#### EXERCISE AIM:
Reproduce each of the lines word for word.

#### PROVIDED INFORMATION:
Start
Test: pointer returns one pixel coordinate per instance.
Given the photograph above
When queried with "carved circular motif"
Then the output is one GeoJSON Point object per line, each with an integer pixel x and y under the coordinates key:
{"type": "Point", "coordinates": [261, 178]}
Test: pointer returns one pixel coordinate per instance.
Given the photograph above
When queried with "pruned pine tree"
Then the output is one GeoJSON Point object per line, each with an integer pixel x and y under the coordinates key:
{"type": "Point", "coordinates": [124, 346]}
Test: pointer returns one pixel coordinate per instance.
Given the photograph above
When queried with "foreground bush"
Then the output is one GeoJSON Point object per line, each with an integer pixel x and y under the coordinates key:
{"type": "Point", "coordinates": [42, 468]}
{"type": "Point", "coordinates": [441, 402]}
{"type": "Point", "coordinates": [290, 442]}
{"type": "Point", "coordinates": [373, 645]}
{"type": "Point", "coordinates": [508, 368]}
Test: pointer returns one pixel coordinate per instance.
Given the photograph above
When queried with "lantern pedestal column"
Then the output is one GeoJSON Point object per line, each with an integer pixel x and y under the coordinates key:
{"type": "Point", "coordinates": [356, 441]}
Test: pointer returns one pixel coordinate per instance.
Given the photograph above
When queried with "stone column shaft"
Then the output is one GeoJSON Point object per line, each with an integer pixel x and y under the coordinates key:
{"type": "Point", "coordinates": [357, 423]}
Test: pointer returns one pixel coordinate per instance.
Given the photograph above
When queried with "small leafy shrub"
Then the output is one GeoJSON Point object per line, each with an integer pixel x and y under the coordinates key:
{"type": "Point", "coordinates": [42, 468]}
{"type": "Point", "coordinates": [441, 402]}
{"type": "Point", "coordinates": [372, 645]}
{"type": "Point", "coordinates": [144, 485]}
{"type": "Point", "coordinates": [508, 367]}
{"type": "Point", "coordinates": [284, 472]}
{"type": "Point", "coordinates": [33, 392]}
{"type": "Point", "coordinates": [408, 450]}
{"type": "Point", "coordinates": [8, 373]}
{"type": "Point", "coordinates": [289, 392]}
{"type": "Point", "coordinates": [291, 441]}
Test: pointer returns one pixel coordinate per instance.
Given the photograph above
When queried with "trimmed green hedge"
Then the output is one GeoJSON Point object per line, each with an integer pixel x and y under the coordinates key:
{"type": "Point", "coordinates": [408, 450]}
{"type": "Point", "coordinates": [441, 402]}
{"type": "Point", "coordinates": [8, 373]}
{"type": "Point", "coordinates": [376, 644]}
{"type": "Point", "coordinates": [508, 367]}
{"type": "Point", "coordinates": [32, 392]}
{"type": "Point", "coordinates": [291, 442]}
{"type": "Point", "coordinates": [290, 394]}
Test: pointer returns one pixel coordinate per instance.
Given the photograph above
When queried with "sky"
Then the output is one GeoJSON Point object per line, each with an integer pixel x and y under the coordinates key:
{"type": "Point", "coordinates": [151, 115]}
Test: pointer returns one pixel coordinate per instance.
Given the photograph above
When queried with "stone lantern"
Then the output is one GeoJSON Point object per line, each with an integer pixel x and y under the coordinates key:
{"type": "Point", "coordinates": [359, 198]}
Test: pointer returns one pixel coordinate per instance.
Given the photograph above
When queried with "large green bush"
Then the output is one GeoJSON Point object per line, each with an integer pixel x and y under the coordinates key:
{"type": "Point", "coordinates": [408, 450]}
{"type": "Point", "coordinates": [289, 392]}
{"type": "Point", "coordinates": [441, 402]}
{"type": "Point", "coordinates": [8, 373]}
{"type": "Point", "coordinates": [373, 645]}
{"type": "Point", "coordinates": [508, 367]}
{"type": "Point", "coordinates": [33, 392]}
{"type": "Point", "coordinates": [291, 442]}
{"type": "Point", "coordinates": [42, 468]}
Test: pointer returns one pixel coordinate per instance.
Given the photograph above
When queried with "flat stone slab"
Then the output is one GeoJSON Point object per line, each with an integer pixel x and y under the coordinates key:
End
#### OUTPUT FOR THIS TASK:
Test: pointer returns one pixel coordinate per instance.
Given the photograph above
When queried with "carved circular motif"
Then the output is one GeoJSON Point object per line, each with an integer pixel x and y under the coordinates key:
{"type": "Point", "coordinates": [261, 178]}
Test: pointer returns one pixel coordinate per instance.
Given the photograph above
When queried with "pruned pine tree"
Then the output is one GeoJSON Point object per line, each with an integer pixel x and y under the coordinates key:
{"type": "Point", "coordinates": [124, 346]}
Test: pointer returns one pixel coordinate per instance.
Given the photograph above
When queried with "foreground bush"
Then the output is one GeoJSON Point object per line, each with an integer pixel x and y under the coordinates key:
{"type": "Point", "coordinates": [42, 468]}
{"type": "Point", "coordinates": [441, 402]}
{"type": "Point", "coordinates": [290, 442]}
{"type": "Point", "coordinates": [373, 645]}
{"type": "Point", "coordinates": [508, 368]}
Test: pointer returns one pixel coordinate per instance.
Given the photograph above
When queried with "lantern pedestal column"
Then the output is one GeoJSON Point object per line, each with an integer pixel x and y under the coordinates key:
{"type": "Point", "coordinates": [356, 441]}
Test: pointer returns one pixel coordinate per instance.
Given the photograph above
When queried with "stone column shaft"
Then the output is one GeoJSON Point object per line, each with an integer pixel x and y under the coordinates key:
{"type": "Point", "coordinates": [357, 423]}
Test: pointer returns one pixel coordinate per instance.
Given the photograph above
When queried with "small leafy shrub"
Then the output is one GeoJSON Point object per line, each with an integer pixel x and y under the coordinates key:
{"type": "Point", "coordinates": [42, 468]}
{"type": "Point", "coordinates": [441, 402]}
{"type": "Point", "coordinates": [372, 645]}
{"type": "Point", "coordinates": [144, 485]}
{"type": "Point", "coordinates": [508, 367]}
{"type": "Point", "coordinates": [284, 472]}
{"type": "Point", "coordinates": [33, 392]}
{"type": "Point", "coordinates": [408, 450]}
{"type": "Point", "coordinates": [8, 373]}
{"type": "Point", "coordinates": [289, 392]}
{"type": "Point", "coordinates": [291, 441]}
Test: pointer returns one pixel coordinate per instance.
Given the photograph above
When queried with "trimmed green hedge"
Then the output is one GeoJSON Point object per line, each with an integer pixel x and y under the coordinates key:
{"type": "Point", "coordinates": [408, 450]}
{"type": "Point", "coordinates": [441, 402]}
{"type": "Point", "coordinates": [8, 373]}
{"type": "Point", "coordinates": [376, 644]}
{"type": "Point", "coordinates": [508, 367]}
{"type": "Point", "coordinates": [32, 392]}
{"type": "Point", "coordinates": [291, 442]}
{"type": "Point", "coordinates": [290, 394]}
Test: pointer returns one pixel coordinate per instance.
Given the photograph above
When queried with "sky"
Then the output is one GeoJSON Point object per line, each with an integer pixel x and y under the coordinates key:
{"type": "Point", "coordinates": [151, 115]}
Test: pointer returns one pixel coordinate per instance.
Given the photograph above
When queried with "stone lantern"
Then the output is one GeoJSON Point object per line, each with an integer pixel x and y under the coordinates key:
{"type": "Point", "coordinates": [359, 198]}
Test: pointer returns one pixel coordinate per instance.
Given the photograph above
When queried with "large green bush"
Then the output is one GeoJSON Point object per line, each with an integer pixel x and y under the coordinates key:
{"type": "Point", "coordinates": [408, 450]}
{"type": "Point", "coordinates": [289, 392]}
{"type": "Point", "coordinates": [441, 402]}
{"type": "Point", "coordinates": [8, 373]}
{"type": "Point", "coordinates": [373, 645]}
{"type": "Point", "coordinates": [508, 367]}
{"type": "Point", "coordinates": [33, 392]}
{"type": "Point", "coordinates": [291, 442]}
{"type": "Point", "coordinates": [42, 468]}
Test: pointer returns one pixel coordinate per instance.
Given the photograph above
When queried with "flat stone slab"
Then the output is one GeoJSON Point object per line, each with an integer pixel x and y under the coordinates key:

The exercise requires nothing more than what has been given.